**What is expected**
Transcribe precisely those lines of the listing that fall between the line containing "Each instance of the ceramic" and the last line, inclusive of both.

**Entries provided**
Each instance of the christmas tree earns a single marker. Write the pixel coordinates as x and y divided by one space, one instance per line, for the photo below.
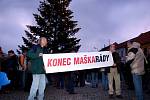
55 22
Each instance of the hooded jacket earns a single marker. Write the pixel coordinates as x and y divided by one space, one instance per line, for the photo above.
136 58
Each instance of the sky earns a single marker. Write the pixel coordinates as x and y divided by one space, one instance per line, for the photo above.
101 21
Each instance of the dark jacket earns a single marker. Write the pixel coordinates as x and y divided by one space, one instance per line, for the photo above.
37 65
116 59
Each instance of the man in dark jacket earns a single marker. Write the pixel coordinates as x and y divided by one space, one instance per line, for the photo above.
37 69
114 74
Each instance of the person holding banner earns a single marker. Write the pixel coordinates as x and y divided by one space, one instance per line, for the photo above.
114 74
37 69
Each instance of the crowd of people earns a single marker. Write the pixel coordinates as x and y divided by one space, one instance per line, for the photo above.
26 72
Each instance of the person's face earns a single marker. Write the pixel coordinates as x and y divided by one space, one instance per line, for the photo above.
43 41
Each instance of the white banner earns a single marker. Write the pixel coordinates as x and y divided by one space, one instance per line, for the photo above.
64 62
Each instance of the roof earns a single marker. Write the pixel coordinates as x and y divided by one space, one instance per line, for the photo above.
143 38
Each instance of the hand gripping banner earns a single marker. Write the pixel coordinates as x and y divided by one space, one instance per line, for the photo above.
64 62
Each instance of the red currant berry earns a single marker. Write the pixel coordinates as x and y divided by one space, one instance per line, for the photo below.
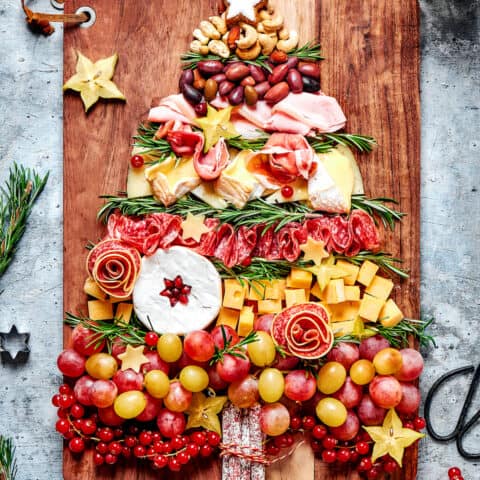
76 445
319 432
344 455
287 191
454 471
151 339
98 459
137 161
329 456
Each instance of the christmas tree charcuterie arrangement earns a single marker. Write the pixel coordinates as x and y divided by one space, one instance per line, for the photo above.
240 299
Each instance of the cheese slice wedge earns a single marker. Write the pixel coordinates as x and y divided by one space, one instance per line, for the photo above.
172 179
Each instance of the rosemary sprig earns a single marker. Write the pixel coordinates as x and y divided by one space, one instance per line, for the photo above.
376 207
16 202
8 463
385 261
132 333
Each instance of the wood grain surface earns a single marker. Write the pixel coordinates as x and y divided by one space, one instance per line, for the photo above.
371 67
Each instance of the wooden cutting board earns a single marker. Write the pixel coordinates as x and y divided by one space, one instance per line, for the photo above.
371 67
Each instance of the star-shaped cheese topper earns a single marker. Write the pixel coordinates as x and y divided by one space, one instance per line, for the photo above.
203 412
216 125
326 271
133 358
391 437
243 10
314 250
93 80
194 227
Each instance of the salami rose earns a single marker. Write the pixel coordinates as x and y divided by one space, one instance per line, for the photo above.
303 331
115 267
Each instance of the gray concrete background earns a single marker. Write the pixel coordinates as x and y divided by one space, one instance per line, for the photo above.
31 290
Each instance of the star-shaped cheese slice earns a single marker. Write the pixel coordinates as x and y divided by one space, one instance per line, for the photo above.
216 125
194 227
203 412
93 80
243 10
133 358
314 250
391 438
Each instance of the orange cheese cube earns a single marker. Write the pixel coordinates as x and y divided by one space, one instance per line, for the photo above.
380 287
98 310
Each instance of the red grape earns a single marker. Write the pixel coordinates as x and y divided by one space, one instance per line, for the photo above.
71 363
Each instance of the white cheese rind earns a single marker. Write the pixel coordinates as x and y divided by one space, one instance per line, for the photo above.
204 301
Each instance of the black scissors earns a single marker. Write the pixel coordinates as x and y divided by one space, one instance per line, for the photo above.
462 428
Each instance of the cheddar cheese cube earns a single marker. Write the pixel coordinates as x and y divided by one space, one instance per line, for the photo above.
390 314
380 287
269 306
367 272
370 307
299 278
350 269
98 310
334 291
245 323
91 288
234 295
124 312
295 297
352 293
228 316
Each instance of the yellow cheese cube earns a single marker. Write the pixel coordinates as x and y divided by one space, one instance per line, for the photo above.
245 323
299 278
350 269
234 295
352 293
124 312
344 311
98 310
367 271
228 317
370 307
334 291
269 306
390 315
294 297
91 288
380 287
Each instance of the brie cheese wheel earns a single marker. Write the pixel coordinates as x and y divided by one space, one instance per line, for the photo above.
204 300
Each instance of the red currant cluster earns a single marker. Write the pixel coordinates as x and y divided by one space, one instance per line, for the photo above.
455 473
82 429
356 452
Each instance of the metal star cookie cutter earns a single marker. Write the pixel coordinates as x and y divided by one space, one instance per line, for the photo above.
14 346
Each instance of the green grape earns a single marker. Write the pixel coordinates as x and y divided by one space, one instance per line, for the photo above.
262 352
130 404
331 412
331 377
194 378
271 385
169 347
157 383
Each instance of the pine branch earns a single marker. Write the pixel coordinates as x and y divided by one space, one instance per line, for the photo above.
8 463
16 202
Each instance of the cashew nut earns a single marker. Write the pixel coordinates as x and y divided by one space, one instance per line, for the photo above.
220 24
251 53
288 44
248 37
268 42
198 34
197 47
209 30
217 47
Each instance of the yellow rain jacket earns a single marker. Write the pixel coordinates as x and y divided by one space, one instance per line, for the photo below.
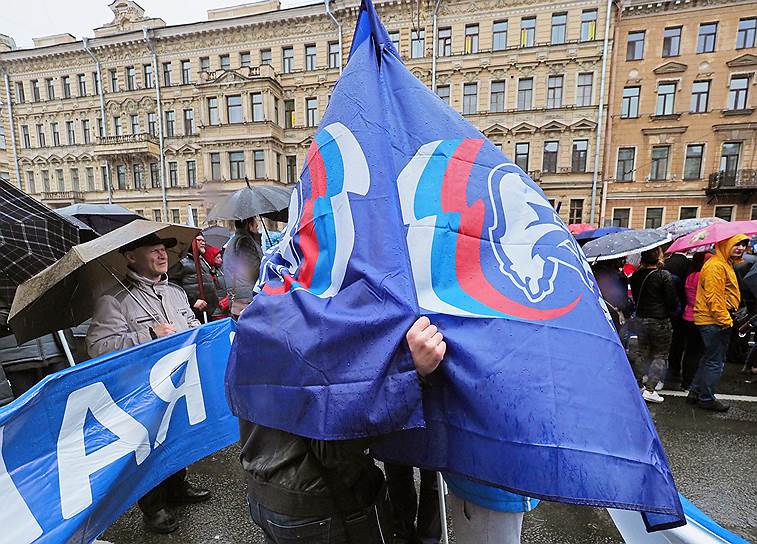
718 290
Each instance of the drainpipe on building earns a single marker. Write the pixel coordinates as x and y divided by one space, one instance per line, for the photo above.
434 47
600 111
12 127
339 29
610 112
156 82
101 92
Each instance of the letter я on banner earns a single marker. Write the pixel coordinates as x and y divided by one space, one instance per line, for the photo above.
404 209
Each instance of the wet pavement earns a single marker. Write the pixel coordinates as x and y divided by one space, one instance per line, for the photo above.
713 457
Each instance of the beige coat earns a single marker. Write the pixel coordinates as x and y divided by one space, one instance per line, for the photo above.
120 322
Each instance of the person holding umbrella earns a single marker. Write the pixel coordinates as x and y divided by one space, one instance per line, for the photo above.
147 307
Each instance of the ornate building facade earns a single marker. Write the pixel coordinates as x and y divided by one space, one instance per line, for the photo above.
156 117
682 140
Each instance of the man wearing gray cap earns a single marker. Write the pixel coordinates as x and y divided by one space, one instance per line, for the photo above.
147 307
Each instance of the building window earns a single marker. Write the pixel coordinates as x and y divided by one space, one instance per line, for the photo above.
585 89
417 44
470 98
186 72
154 175
444 42
236 165
737 92
189 122
688 212
706 38
525 93
311 111
745 37
671 42
291 168
131 78
521 155
554 91
666 98
626 159
497 96
588 25
138 171
85 131
287 60
559 23
56 133
653 219
471 39
289 119
635 46
729 157
692 168
66 86
215 166
334 55
527 31
659 166
173 174
257 107
259 160
191 174
170 123
499 35
549 161
579 155
724 212
234 109
700 96
576 211
213 118
310 57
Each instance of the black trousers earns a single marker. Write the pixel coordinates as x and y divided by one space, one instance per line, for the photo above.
407 505
158 496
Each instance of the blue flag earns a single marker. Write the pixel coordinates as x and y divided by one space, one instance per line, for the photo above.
404 209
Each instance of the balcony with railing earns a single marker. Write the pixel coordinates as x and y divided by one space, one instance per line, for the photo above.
128 145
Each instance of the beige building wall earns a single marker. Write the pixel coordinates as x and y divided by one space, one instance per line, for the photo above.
660 191
64 159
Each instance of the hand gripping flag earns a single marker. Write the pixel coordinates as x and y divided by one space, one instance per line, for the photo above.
404 209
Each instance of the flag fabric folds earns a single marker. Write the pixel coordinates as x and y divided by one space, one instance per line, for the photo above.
404 209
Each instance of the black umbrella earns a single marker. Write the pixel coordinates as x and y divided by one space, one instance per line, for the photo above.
101 217
32 237
251 201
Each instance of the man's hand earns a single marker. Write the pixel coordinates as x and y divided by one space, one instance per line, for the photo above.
427 345
163 329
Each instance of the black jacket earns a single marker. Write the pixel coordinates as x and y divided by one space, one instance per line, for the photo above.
184 275
285 472
657 299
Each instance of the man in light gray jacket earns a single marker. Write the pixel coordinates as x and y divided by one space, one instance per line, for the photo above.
147 309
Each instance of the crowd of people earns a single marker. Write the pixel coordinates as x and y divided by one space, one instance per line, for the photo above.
678 315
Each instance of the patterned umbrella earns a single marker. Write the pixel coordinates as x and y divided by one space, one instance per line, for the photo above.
621 244
682 227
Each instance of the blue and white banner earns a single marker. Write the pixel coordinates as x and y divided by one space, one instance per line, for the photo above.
83 445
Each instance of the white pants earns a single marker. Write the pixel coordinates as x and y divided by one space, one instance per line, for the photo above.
474 524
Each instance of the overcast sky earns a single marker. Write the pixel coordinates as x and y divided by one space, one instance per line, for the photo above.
26 19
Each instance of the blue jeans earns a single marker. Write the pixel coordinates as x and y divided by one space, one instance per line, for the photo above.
715 339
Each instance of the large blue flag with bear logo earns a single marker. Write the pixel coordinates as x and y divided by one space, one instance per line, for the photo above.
404 209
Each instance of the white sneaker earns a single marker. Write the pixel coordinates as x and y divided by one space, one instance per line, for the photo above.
654 396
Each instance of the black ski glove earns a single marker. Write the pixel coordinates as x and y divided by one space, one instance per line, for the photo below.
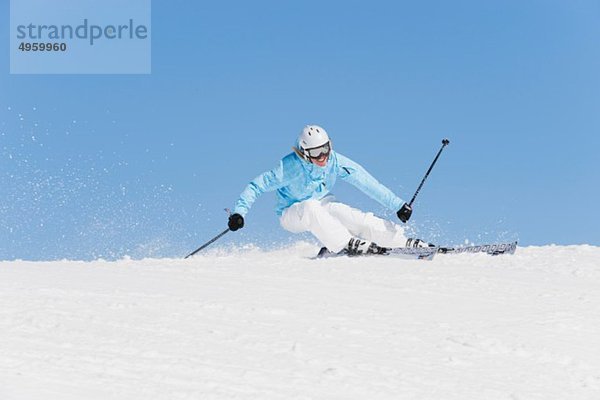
404 213
236 221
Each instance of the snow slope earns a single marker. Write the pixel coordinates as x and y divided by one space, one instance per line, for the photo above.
247 324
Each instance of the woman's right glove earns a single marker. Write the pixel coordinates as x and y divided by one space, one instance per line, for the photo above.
236 221
404 213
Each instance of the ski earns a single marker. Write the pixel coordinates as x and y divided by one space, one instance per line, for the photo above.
494 249
427 253
408 253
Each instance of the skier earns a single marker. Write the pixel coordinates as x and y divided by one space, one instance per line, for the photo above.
303 180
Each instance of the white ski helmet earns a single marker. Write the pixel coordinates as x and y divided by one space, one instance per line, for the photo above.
312 136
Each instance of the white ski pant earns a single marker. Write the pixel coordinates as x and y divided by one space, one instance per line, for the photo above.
334 224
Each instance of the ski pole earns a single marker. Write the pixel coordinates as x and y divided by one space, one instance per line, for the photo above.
208 243
444 144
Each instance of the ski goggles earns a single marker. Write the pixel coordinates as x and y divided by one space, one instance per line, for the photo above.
317 152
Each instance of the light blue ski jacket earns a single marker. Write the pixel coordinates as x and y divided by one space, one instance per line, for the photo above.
296 180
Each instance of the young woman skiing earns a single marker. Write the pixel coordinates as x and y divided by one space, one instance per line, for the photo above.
303 180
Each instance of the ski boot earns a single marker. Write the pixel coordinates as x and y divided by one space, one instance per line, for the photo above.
411 242
357 247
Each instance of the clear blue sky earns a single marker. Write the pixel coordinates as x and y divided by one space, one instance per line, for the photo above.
103 166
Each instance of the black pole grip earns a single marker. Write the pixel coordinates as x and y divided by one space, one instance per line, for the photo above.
445 142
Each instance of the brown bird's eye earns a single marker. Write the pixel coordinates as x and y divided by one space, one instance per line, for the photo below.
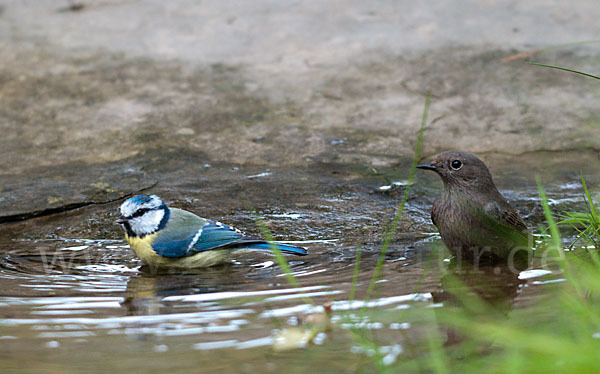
456 164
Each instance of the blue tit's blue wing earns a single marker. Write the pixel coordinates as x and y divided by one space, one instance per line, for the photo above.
186 234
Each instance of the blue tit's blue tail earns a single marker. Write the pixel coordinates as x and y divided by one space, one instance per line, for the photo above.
285 248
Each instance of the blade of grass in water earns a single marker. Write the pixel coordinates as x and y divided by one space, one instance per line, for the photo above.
279 257
400 207
565 69
556 239
355 276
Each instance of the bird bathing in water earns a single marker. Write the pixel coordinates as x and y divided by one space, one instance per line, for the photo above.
475 221
164 237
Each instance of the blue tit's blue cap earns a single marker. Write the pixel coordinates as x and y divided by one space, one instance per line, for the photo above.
140 199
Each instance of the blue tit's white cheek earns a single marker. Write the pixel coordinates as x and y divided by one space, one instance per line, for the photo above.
148 223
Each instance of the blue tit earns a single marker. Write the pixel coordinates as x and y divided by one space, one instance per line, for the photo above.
164 237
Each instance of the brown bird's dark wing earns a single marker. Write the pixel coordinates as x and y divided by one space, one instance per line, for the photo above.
505 215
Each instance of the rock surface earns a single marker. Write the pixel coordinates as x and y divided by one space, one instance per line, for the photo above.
97 96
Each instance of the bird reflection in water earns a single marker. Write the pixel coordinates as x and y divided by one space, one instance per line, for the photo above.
486 293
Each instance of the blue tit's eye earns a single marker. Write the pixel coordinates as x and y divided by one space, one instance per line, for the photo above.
139 213
456 164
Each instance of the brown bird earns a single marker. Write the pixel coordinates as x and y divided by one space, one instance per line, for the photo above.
475 221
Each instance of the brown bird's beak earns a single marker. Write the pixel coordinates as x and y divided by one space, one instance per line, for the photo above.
427 167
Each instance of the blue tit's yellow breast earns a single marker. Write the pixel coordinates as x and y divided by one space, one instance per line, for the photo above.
143 249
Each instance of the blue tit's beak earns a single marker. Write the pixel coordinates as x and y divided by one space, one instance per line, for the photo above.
427 167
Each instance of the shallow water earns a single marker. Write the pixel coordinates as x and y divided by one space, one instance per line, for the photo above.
88 304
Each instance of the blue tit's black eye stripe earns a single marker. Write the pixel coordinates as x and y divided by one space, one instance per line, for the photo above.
140 213
456 164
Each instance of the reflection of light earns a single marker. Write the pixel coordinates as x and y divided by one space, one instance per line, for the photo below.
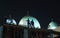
11 21
23 21
52 25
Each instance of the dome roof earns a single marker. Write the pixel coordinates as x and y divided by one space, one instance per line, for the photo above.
52 25
11 21
24 22
57 29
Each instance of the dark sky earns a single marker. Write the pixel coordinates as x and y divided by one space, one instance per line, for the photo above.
42 10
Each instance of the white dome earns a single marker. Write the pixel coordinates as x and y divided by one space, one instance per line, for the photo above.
11 21
23 21
57 29
52 25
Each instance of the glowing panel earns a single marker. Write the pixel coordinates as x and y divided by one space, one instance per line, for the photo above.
23 21
11 21
52 25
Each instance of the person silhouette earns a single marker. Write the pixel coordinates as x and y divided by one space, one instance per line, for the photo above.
28 22
32 23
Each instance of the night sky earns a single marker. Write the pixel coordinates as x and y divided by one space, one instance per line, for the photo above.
42 10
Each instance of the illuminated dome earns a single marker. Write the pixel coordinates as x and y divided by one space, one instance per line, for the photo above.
52 25
11 21
57 29
24 22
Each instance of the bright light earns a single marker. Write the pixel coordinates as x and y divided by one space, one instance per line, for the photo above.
11 21
52 25
23 21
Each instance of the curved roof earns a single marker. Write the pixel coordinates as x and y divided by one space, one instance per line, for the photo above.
52 25
24 22
57 29
11 21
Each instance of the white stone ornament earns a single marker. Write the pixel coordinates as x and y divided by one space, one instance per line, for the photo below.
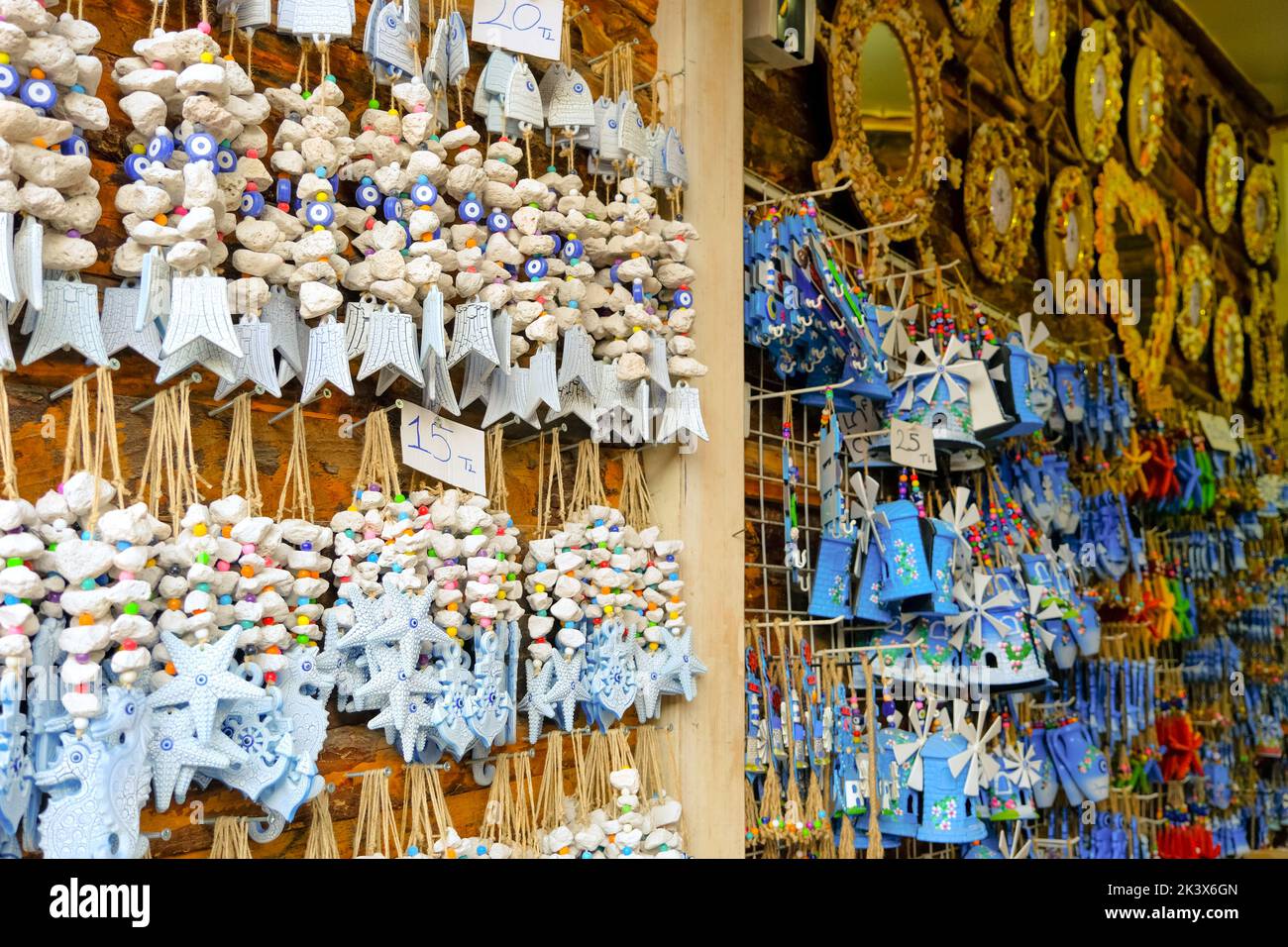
282 313
393 344
472 331
542 382
120 304
68 318
579 361
683 415
326 361
257 361
198 309
155 290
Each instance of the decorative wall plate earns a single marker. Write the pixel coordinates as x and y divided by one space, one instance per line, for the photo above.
1194 318
1070 226
1222 178
1258 210
1145 93
1098 98
999 196
1228 350
1037 44
973 17
1142 209
881 198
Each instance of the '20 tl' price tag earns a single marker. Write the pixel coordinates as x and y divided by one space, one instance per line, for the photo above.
912 445
522 26
445 450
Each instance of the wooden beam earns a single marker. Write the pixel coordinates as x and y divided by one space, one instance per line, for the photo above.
698 496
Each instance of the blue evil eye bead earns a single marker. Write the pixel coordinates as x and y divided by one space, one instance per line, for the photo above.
226 159
253 202
9 80
39 93
320 214
201 146
471 210
369 195
73 146
136 165
498 222
424 195
161 146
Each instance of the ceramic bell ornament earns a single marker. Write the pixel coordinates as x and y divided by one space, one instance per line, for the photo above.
50 80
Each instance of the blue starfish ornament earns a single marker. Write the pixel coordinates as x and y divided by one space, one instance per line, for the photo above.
202 680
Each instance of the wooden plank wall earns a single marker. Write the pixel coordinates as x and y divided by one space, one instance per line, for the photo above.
39 427
787 129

**Exercise response**
Each instance of the ceramic bell ornament earns a single marker. Write the pixel coordinates as x and y divided by one space, one instance per line, for the photo above.
50 80
Each instance of the blue starfish ornament earns a single marker. Write the pixel coordinates as x and y divided by one space, one instance per line, for the photo above.
202 680
Each instance of the wooden plank wall earns a single marker. Write the pixel coordinates as x and y divided by one space, one instance per line, for the photo above.
39 427
787 129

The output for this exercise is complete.